→ Text provided:
Method for dispersing fog and/or clouds

Abstract

The invention relates to a method for dispersing fog and/or clouds. The aim of the invention is to develop a method, by means of which the dispersion of fog and/or the generation of precipitation from clouds may be rapidly and efficiently carried out in an environmentally-friendly manner. Said aim is achieved, whereby ice particles (solid H2O) are applied to the fog and/or the cloud with an initial speed of between ca 10 m/s and ca. 300 m/s, preferably between ca 100 m/s and ca. 200 m/s, whereby the ON particle size is chosen to be larger than the droplet size, thus causing dispersion of the fog and/or a precipitation from the cloud.

Description

The invention relates to a method for dispersing fog and/or clouds for producing precipitation, preferably at temperatures above 0° C. according to the preamble of claim 1.

Fields of use are preferably the dispersion at fog at airports and roads, but also at production facilities, open-air and sports events, as well as use in defense technology, producing rainfall from clouds for agricultural purposes and for supplying drinking water.

→ Set problem A: Which lines in the entries below contain the word "crate"? List each of those lines in full, treating case as significant.

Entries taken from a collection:

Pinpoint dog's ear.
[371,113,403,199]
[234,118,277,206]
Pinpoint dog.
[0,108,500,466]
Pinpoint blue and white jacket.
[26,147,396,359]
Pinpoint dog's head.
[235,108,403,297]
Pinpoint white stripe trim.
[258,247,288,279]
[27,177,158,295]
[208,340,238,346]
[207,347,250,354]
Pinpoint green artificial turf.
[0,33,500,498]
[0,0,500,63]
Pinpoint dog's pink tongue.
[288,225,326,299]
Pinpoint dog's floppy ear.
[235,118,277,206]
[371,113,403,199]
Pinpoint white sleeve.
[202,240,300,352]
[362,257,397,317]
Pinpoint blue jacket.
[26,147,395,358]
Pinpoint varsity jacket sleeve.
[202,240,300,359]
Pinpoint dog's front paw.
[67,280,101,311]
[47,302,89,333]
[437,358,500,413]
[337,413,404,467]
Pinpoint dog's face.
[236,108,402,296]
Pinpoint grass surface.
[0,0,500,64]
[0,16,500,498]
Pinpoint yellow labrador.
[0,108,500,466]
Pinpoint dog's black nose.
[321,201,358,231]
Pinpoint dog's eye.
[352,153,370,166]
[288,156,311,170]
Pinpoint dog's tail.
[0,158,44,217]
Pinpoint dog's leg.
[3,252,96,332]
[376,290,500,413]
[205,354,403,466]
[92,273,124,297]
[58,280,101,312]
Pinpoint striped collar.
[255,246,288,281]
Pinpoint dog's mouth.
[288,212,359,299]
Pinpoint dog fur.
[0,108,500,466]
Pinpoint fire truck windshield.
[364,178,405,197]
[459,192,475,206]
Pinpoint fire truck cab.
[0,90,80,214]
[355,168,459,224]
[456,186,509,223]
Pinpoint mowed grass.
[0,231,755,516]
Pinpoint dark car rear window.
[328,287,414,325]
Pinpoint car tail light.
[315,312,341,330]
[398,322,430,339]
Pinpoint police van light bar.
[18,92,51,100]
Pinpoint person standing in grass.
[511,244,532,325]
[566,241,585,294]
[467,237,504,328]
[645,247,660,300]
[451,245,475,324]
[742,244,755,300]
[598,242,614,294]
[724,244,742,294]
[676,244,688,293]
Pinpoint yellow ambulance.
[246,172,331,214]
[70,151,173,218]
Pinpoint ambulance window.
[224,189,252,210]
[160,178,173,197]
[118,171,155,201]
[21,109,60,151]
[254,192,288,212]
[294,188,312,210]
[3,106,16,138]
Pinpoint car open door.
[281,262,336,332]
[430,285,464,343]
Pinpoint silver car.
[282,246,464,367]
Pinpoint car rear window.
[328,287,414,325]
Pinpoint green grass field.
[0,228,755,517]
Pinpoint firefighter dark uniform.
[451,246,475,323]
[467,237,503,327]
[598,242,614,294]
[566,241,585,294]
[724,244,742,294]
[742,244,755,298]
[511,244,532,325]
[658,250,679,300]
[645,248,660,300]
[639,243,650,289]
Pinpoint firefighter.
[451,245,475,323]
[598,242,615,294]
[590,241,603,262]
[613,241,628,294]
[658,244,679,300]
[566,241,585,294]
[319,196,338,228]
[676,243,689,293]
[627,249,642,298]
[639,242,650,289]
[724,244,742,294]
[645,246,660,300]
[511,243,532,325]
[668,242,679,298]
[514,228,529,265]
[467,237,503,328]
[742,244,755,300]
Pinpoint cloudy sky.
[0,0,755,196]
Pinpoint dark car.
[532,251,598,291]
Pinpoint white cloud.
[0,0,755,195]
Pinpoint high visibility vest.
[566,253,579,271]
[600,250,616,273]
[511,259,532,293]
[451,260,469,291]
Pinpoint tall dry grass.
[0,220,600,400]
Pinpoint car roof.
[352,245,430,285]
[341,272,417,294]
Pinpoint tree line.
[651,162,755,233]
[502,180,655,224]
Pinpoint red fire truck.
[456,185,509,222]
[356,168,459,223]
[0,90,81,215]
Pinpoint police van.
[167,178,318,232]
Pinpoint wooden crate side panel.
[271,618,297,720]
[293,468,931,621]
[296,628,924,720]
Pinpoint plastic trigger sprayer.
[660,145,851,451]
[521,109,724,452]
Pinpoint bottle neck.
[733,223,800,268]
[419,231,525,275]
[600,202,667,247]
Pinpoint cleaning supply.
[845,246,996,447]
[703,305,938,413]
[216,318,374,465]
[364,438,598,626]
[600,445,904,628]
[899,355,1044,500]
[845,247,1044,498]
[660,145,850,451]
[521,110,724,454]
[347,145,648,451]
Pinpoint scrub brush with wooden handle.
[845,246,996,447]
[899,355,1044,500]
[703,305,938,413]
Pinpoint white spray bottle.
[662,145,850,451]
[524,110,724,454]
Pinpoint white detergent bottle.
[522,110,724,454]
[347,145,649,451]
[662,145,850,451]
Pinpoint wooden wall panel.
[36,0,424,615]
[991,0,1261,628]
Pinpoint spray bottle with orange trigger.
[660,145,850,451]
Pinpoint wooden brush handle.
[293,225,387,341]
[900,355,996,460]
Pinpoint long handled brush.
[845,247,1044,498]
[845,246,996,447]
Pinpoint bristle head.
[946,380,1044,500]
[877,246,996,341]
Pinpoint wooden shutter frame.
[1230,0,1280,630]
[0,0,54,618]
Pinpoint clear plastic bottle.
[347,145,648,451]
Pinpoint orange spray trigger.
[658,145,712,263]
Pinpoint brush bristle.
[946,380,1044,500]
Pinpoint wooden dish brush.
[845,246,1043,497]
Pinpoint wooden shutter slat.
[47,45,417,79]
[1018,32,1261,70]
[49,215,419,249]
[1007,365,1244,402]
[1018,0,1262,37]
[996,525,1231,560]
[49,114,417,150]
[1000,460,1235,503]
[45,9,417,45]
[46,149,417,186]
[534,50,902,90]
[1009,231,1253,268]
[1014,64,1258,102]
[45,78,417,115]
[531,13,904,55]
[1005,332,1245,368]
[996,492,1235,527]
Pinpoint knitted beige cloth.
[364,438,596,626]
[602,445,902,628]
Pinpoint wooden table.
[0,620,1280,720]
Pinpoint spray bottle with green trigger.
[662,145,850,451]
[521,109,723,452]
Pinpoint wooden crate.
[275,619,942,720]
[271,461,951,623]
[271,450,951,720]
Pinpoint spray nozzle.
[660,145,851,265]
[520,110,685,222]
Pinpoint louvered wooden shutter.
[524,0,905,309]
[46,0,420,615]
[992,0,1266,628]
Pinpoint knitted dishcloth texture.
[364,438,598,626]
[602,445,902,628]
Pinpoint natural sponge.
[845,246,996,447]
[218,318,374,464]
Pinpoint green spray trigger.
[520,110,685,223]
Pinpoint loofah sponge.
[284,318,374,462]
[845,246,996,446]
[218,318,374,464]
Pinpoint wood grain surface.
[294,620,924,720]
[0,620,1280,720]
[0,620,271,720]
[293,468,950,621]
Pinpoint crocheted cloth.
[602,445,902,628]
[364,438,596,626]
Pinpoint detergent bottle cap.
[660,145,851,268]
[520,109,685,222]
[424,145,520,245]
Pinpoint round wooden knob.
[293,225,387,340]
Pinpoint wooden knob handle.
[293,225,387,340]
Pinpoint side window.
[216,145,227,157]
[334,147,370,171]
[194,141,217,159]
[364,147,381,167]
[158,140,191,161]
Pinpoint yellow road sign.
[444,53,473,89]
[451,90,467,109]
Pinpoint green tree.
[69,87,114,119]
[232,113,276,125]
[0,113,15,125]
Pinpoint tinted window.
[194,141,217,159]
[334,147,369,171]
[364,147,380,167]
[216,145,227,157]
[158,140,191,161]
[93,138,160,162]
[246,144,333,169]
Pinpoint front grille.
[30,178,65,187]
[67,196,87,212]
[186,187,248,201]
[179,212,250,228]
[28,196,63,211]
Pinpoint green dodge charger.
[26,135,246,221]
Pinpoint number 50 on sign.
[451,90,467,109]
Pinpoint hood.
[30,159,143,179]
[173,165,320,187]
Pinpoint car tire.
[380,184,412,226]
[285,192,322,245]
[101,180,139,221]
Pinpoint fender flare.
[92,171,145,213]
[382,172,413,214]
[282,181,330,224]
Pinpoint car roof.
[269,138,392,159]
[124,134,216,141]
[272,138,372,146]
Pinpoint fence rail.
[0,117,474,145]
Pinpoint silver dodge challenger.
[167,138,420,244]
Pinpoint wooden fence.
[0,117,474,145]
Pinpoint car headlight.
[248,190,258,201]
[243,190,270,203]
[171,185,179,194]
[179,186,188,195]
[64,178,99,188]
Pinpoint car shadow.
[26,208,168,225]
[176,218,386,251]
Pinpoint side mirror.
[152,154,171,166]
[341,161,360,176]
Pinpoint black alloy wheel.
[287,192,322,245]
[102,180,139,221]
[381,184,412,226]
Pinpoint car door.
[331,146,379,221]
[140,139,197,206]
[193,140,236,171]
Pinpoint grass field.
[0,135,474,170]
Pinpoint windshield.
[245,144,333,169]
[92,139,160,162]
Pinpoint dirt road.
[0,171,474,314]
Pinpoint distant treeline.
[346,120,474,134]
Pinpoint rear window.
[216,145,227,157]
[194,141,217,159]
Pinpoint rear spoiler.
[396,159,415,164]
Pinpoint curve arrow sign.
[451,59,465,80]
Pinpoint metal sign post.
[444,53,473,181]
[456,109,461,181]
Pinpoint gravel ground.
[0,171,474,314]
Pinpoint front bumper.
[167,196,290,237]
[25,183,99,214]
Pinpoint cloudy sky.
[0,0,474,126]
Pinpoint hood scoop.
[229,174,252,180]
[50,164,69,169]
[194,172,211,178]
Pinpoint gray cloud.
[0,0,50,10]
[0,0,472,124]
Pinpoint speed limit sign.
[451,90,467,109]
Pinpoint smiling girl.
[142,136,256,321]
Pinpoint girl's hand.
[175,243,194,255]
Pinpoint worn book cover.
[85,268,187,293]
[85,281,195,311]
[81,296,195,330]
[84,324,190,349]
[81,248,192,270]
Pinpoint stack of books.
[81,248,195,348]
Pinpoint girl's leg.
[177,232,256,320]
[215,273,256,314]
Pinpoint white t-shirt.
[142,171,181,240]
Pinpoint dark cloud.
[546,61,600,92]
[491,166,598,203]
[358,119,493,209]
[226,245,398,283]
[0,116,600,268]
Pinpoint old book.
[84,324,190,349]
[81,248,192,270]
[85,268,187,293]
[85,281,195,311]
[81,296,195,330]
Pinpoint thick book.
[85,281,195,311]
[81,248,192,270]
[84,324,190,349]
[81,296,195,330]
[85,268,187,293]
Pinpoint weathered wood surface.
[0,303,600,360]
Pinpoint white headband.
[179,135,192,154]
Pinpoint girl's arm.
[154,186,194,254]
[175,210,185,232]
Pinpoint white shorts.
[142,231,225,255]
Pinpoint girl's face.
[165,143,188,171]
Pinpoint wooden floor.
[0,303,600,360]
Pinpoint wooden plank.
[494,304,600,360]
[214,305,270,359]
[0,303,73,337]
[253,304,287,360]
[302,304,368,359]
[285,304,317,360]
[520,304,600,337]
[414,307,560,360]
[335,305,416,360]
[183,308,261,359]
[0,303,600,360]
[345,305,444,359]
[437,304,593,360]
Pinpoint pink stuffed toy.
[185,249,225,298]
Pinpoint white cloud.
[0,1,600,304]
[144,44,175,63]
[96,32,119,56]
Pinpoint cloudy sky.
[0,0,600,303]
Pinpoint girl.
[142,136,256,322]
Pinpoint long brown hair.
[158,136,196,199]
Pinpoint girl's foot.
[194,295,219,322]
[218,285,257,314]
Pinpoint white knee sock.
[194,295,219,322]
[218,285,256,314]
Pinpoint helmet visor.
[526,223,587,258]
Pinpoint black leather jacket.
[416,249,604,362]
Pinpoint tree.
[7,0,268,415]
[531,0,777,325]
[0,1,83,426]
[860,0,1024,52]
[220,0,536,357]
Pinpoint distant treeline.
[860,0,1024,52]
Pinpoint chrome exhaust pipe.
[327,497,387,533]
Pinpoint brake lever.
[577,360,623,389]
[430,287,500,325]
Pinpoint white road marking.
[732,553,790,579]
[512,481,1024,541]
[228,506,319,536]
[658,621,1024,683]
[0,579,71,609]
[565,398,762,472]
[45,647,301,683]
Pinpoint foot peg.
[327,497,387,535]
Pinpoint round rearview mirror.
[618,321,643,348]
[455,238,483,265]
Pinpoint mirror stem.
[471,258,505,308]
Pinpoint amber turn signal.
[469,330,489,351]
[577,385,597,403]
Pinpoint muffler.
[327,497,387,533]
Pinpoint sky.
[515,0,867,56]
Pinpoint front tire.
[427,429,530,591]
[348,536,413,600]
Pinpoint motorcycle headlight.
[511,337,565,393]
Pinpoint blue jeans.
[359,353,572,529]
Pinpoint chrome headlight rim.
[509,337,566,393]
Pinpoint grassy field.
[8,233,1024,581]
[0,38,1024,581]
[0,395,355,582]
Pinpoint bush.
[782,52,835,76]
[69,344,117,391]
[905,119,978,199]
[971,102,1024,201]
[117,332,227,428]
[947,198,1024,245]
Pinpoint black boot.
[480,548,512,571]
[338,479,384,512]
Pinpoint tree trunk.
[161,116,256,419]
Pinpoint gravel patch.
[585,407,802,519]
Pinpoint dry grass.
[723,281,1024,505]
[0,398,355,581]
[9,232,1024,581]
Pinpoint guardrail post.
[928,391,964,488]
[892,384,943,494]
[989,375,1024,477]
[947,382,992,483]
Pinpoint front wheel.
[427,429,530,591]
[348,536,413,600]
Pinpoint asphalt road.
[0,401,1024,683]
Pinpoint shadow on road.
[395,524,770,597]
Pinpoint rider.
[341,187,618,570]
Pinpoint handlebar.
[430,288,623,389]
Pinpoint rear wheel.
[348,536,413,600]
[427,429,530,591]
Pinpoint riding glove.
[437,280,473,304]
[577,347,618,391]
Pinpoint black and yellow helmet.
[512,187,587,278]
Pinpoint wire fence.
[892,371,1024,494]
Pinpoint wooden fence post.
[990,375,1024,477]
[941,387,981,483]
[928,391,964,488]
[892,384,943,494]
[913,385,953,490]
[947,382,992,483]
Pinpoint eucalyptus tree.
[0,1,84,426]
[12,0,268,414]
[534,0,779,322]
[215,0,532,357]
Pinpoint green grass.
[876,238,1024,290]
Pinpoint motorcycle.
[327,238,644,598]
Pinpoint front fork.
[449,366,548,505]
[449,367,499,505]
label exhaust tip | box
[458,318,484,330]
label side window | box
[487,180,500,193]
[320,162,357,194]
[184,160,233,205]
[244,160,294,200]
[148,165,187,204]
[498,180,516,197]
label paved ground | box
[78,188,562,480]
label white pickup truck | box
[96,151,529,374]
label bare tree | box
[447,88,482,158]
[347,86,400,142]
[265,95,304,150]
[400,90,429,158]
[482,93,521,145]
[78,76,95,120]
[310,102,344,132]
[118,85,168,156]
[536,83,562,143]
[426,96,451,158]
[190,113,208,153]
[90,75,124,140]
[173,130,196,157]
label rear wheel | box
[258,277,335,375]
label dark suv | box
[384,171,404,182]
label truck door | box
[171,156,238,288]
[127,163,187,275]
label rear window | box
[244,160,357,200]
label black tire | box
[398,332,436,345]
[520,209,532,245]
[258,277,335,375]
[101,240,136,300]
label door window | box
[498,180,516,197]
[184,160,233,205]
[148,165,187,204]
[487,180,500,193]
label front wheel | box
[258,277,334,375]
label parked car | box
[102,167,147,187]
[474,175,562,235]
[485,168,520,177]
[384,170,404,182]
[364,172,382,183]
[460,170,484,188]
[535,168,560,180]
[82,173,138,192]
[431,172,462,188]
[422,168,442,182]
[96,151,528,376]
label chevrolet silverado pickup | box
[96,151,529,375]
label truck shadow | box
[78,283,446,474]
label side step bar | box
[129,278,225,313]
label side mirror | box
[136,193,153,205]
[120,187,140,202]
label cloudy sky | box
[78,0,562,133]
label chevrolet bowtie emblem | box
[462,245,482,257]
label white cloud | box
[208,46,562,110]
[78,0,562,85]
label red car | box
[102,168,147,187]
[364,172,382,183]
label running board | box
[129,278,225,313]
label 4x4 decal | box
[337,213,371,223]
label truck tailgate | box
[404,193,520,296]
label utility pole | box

→ Set problem B: Can you copy the part of the fog-dispersal text above starting with "Fields of use" and going on through "supplying drinking water."?

→ Finished answer A:
Pinpoint wooden crate side panel.
Pinpoint wooden crate.

→ Finished answer B:
Fields of use are preferably the dispersion at fog at airports and roads, but also at production facilities, open-air and sports events, as well as use in defense technology, producing rainfall from clouds for agricultural purposes and for supplying drinking water.